THINGS TO DO ->
**1)** According to the passage on Daumier, what work by Cervantes fascinated him in his later years?
**2)** In the Daumier passage, rewrite everything from "Magdalene in the" down to "his stalwart donkey.", using "roundness" in place of "rotundity".

PAGE TEXT ->

+++++

Magdalene in the Desert (1848-52), the saint is rendered crazed and ecstatic,
praying in the manner that seems more befit a beggar, who is suddenly robbed of
all he’s earned.
Daumier’s
empathy lied with civilians, who maintain stoical demeanors even in face of
extreme predicaments. In his later years, he became fascinated with Cervantes’s
Don Quixote, insofar as he painted an
entire series, expressing his personal views on the story. The sombre tonality
in his earlier paintings is no longer dominant in the series. Some brighter
palette begins to appear. The rotundity that characterises Daumier’s people is
now, however, superseded by an odd sense of angularity and leanness. In a
memorable one shows a blank-faced Quixote sitting astride his stalwart donkey.
Both are noted for their spindly legs, which quite comically parallel with the
lance the hero is holding in his hand. The sparseness of the composition aptly reflects
the loneliness of an imaginative idealist, awkwardly anachronistic in his age, whose
goal is the noble undertaking of preserving the dying tradition of chivalry.
Daumier was
no Don Quixote. Rarely would any of his contemporaries regard his slanderous
comics as a dignified one-man battle against a corrupted government. Only
recently did people start to take notice of his paintings, and discern beneath
the rugged façade a shimmering light of humanity. Little do most of us know,
though, that a real humanist will always tell the truth.

+++++

SUPPLIED RECORDS ->
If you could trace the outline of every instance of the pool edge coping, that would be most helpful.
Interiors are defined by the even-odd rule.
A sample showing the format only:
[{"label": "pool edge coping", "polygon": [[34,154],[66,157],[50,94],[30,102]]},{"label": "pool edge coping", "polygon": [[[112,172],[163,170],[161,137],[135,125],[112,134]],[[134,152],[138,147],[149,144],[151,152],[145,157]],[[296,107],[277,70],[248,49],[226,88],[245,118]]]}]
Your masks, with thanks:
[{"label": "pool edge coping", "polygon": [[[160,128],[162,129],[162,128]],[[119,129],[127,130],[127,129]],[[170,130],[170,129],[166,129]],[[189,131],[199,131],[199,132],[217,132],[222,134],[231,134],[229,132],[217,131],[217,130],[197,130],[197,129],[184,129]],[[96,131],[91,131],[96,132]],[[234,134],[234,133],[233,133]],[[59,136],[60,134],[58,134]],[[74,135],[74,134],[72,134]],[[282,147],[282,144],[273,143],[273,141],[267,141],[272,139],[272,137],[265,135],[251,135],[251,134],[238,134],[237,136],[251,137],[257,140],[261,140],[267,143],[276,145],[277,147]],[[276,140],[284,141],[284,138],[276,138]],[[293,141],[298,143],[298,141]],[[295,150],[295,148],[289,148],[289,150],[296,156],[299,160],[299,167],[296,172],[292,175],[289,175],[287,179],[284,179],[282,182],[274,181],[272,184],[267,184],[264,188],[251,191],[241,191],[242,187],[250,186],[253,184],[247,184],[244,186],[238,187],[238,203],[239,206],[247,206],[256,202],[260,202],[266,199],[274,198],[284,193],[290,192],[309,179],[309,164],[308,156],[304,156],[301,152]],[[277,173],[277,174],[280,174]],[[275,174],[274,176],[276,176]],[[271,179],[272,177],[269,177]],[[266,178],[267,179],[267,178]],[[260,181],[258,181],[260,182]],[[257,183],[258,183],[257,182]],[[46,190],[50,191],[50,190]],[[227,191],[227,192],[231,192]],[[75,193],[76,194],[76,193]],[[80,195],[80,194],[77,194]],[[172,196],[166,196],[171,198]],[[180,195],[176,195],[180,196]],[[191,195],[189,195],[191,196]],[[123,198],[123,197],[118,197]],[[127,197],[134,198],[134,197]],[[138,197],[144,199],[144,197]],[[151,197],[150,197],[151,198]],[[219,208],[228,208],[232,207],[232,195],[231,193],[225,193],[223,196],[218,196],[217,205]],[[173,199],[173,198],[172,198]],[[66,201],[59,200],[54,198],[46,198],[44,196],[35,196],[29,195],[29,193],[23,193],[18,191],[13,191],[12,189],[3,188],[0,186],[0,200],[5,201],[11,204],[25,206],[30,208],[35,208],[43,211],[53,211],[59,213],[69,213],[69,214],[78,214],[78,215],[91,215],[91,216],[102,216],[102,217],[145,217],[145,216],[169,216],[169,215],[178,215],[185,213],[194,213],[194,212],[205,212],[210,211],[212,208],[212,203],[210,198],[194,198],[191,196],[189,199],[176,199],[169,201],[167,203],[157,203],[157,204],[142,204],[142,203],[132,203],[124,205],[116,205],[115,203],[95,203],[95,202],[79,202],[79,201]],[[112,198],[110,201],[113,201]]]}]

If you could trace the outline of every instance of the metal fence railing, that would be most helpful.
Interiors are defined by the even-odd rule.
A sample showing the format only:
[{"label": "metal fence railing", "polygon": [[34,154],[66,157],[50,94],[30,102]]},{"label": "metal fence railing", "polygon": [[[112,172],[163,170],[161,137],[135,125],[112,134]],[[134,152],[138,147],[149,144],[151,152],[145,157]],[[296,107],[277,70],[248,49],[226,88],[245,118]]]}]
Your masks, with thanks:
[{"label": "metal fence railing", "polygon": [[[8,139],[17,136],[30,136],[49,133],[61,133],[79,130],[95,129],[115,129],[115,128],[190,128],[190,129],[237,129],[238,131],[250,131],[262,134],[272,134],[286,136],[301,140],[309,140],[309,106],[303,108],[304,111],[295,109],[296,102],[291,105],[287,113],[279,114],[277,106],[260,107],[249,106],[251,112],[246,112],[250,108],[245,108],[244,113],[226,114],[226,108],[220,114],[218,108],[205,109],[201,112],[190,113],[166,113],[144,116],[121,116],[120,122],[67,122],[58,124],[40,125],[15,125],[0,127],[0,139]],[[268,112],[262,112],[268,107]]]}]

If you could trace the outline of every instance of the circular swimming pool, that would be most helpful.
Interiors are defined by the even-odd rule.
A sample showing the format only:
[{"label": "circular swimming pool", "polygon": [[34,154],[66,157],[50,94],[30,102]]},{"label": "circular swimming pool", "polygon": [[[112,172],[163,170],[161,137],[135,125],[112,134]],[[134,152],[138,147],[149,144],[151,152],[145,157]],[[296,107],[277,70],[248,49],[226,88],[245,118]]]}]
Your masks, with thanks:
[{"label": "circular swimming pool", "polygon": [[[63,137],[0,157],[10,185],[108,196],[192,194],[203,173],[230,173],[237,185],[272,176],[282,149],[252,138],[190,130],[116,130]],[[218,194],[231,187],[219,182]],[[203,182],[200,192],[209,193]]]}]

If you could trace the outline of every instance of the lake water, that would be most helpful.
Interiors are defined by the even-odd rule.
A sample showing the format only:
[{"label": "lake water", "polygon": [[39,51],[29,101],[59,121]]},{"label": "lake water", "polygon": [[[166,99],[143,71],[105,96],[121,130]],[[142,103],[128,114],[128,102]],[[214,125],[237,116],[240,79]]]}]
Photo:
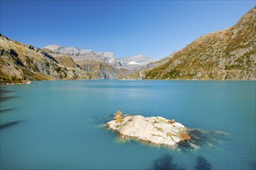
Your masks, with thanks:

+++++

RESULTS IN ORDER ->
**1)** Don Quixote

**2)**
Magdalene in the Desert (1848-52), the saint is rendered crazed and ecstatic,
praying in the manner that seems more befit a beggar, who is suddenly robbed of
all he’s earned.
Daumier’s
empathy lied with civilians, who maintain stoical demeanors even in face of
extreme predicaments. In his later years, he became fascinated with Cervantes’s
Don Quixote, insofar as he painted an
entire series, expressing his personal views on the story. The sombre tonality
in his earlier paintings is no longer dominant in the series. Some brighter
palette begins to appear. The roundness that characterises Daumier’s people is
now, however, superseded by an odd sense of angularity and leanness. In a
memorable one shows a blank-faced Quixote sitting astride his stalwart donkey.